━━━ Listing

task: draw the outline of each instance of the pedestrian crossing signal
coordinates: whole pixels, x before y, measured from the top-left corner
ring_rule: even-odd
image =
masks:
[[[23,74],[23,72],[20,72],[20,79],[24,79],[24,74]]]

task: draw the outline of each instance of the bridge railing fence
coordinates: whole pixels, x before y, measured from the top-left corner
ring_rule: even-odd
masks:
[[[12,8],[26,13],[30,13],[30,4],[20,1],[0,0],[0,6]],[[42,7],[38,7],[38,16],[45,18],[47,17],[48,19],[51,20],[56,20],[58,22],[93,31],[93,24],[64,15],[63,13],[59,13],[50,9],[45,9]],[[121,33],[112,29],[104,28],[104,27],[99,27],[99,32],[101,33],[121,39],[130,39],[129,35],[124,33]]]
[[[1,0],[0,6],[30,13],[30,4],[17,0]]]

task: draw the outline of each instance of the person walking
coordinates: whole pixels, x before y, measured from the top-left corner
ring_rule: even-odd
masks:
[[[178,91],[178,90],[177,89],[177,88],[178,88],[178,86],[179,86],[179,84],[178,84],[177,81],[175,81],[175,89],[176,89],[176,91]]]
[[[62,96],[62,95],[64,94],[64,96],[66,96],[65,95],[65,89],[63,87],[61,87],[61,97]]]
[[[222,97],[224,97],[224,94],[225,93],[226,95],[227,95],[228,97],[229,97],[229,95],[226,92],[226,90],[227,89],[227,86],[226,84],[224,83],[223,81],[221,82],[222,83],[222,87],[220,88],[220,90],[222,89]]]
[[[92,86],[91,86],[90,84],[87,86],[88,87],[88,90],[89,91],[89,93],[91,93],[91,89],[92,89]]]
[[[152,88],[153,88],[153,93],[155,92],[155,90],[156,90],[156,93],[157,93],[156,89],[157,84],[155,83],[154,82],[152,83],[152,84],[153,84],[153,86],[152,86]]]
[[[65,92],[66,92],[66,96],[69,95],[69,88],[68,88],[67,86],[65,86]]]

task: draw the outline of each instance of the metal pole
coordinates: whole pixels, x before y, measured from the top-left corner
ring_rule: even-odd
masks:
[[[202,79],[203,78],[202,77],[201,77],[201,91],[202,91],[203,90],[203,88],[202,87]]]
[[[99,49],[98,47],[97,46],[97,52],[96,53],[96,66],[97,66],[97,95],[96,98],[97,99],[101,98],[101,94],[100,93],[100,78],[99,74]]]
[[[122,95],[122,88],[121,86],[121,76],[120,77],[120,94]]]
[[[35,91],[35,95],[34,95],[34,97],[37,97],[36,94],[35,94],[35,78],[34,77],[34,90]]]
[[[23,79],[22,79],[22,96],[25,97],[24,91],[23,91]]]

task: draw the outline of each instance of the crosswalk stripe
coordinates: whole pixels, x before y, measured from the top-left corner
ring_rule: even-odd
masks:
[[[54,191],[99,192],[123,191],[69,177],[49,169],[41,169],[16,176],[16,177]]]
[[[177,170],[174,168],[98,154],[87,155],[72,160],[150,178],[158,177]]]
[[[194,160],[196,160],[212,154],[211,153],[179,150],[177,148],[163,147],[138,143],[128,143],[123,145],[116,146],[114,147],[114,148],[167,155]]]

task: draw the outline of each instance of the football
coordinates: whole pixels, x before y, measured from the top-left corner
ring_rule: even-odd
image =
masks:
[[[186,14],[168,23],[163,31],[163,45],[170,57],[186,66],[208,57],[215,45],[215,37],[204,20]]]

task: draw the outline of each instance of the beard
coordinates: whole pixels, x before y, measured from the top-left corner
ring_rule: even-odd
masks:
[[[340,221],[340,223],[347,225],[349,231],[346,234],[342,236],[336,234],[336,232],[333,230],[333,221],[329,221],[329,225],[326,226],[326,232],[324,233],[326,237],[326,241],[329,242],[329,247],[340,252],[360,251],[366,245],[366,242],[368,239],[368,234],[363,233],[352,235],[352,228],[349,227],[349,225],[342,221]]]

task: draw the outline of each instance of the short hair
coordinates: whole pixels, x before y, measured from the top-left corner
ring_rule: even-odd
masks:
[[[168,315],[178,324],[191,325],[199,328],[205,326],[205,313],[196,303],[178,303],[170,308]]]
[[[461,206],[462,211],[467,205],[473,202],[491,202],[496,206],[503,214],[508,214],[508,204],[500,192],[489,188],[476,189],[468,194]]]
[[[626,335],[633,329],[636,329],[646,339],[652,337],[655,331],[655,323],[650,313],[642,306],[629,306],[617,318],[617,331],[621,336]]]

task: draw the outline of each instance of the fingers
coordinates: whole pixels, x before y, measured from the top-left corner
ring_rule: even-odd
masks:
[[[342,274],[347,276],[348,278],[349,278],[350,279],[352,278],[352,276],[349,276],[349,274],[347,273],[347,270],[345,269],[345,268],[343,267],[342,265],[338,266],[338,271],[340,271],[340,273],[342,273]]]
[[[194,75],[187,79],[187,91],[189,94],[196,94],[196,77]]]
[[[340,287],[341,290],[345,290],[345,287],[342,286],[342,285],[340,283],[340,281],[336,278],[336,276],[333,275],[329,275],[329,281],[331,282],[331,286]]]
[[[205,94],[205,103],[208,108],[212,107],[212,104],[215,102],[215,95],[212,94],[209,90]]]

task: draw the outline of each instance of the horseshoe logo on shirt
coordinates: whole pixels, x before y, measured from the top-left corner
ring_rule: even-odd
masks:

━━━━━━

# [Exercise brief]
Transcribe every entry word for word.

# [Response to this task]
task: draw the outline of each instance of the pedestrian crossing signal
coordinates: whole pixels, x before y, measured from the top-left corner
ring_rule: even-odd
image =
masks:
[[[23,74],[23,72],[20,72],[20,79],[24,79],[24,74]]]

task: draw the outline of each instance of the bridge railing fence
coordinates: whole pixels, x before y, measured from the top-left corner
ring_rule: even-odd
masks:
[[[12,8],[26,13],[30,13],[30,4],[20,1],[0,0],[0,6]],[[42,7],[38,7],[38,16],[45,18],[47,17],[48,19],[51,20],[56,20],[58,22],[93,31],[93,24],[64,15],[63,13],[59,13],[50,9],[45,9]],[[121,33],[112,29],[104,28],[104,27],[99,27],[99,32],[101,33],[121,39],[130,39],[129,35],[124,33]]]
[[[1,0],[0,6],[30,13],[30,4],[17,0]]]

task: draw the outline of each instance of the person walking
coordinates: whole pixels, x before y, measured from the top-left corner
ring_rule: even-odd
masks:
[[[178,91],[178,90],[177,89],[177,88],[178,88],[178,86],[179,86],[179,84],[178,84],[177,81],[175,81],[175,89],[176,89],[176,91]]]
[[[62,96],[62,95],[64,94],[64,96],[66,96],[65,95],[65,89],[63,87],[61,87],[61,97]]]
[[[222,97],[224,97],[224,94],[225,93],[226,95],[227,95],[228,97],[229,97],[229,95],[226,92],[226,90],[227,89],[227,86],[226,84],[224,83],[223,81],[221,82],[222,83],[222,87],[220,88],[220,90],[222,89]]]
[[[92,86],[91,86],[90,84],[87,86],[88,87],[88,90],[89,91],[89,93],[91,93],[91,89],[92,89]]]
[[[152,88],[153,88],[153,93],[155,92],[155,90],[156,90],[156,93],[157,93],[156,89],[157,84],[155,83],[154,82],[152,83],[152,84],[153,84],[153,86],[152,86]]]
[[[65,92],[66,92],[66,96],[69,95],[69,88],[68,88],[67,86],[65,86]]]

task: draw the outline of each instance of the metal pole
coordinates: whole pixels, x before y, measured from the top-left corner
ring_rule: even-odd
masks:
[[[202,79],[203,78],[202,77],[201,77],[201,91],[202,91],[203,90],[203,88],[202,87]]]
[[[99,49],[98,47],[97,46],[97,52],[96,53],[96,66],[97,66],[97,95],[96,98],[97,99],[101,98],[101,94],[100,93],[100,78],[99,74]]]
[[[122,95],[122,88],[121,86],[121,76],[120,77],[120,94]]]
[[[35,91],[35,95],[34,95],[34,97],[37,97],[36,94],[35,94],[35,78],[34,77],[34,90]]]
[[[23,79],[22,79],[22,96],[25,97],[24,91],[23,91]]]

task: draw the outline of each instance of the crosswalk stripe
coordinates: whole pixels, x before y, measured from the top-left corner
ring_rule: even-odd
masks:
[[[54,191],[99,192],[123,191],[69,177],[49,169],[41,169],[16,176],[16,177]]]
[[[177,170],[174,168],[98,154],[87,155],[72,160],[150,178],[158,177]]]
[[[194,160],[196,160],[212,154],[211,153],[179,150],[177,148],[163,147],[138,143],[128,143],[123,145],[116,146],[114,147],[114,148],[167,155]]]

task: draw the outline of each instance of the football
coordinates: whole pixels, x before y, measured from the top-left corner
ring_rule: even-odd
image =
masks:
[[[186,14],[168,23],[163,31],[163,45],[170,57],[186,66],[208,57],[215,45],[215,37],[204,20]]]

task: draw the outline of each instance of the beard
coordinates: whole pixels, x before y, measured from the top-left corner
ring_rule: even-odd
masks:
[[[340,221],[340,223],[347,225],[349,231],[346,234],[342,236],[336,234],[336,232],[333,230],[333,221],[329,221],[329,225],[326,226],[326,232],[324,233],[326,237],[326,241],[329,242],[329,247],[340,252],[360,251],[366,245],[366,242],[368,239],[368,234],[363,233],[352,235],[352,228],[349,227],[349,225],[342,221]]]

task: draw the outline of each instance of the short hair
coordinates: whole pixels, x before y, measured from the top-left corner
ring_rule: even-odd
masks:
[[[168,315],[178,324],[191,325],[199,328],[205,326],[205,313],[196,303],[178,303],[170,308]]]
[[[461,206],[462,211],[467,205],[473,202],[491,202],[496,206],[503,214],[508,214],[508,204],[500,192],[489,188],[476,189],[468,194]]]
[[[626,335],[633,329],[636,329],[646,339],[652,337],[655,331],[655,323],[650,313],[642,306],[629,306],[617,318],[617,331],[621,336]]]

task: draw the outline of each instance of the fingers
coordinates: whole pixels, x before y, measured from the top-left corner
ring_rule: even-odd
masks:
[[[342,274],[347,276],[348,278],[349,278],[350,279],[352,278],[352,276],[349,276],[349,274],[347,273],[347,270],[345,269],[345,268],[343,267],[342,265],[338,266],[338,271],[340,271],[340,273],[342,273]]]
[[[194,75],[187,79],[187,91],[189,94],[196,94],[196,77]]]
[[[340,287],[341,290],[345,290],[345,287],[342,286],[342,285],[340,283],[340,281],[336,278],[336,276],[333,275],[329,275],[329,281],[331,282],[331,286]]]
[[[205,94],[205,103],[208,108],[212,107],[212,104],[215,102],[215,95],[212,94],[209,90]]]

task: draw the outline of each instance of the horseshoe logo on shirt
coordinates: whole pixels, x before y, measured from the top-left corner
ring_rule: even-odd
masks:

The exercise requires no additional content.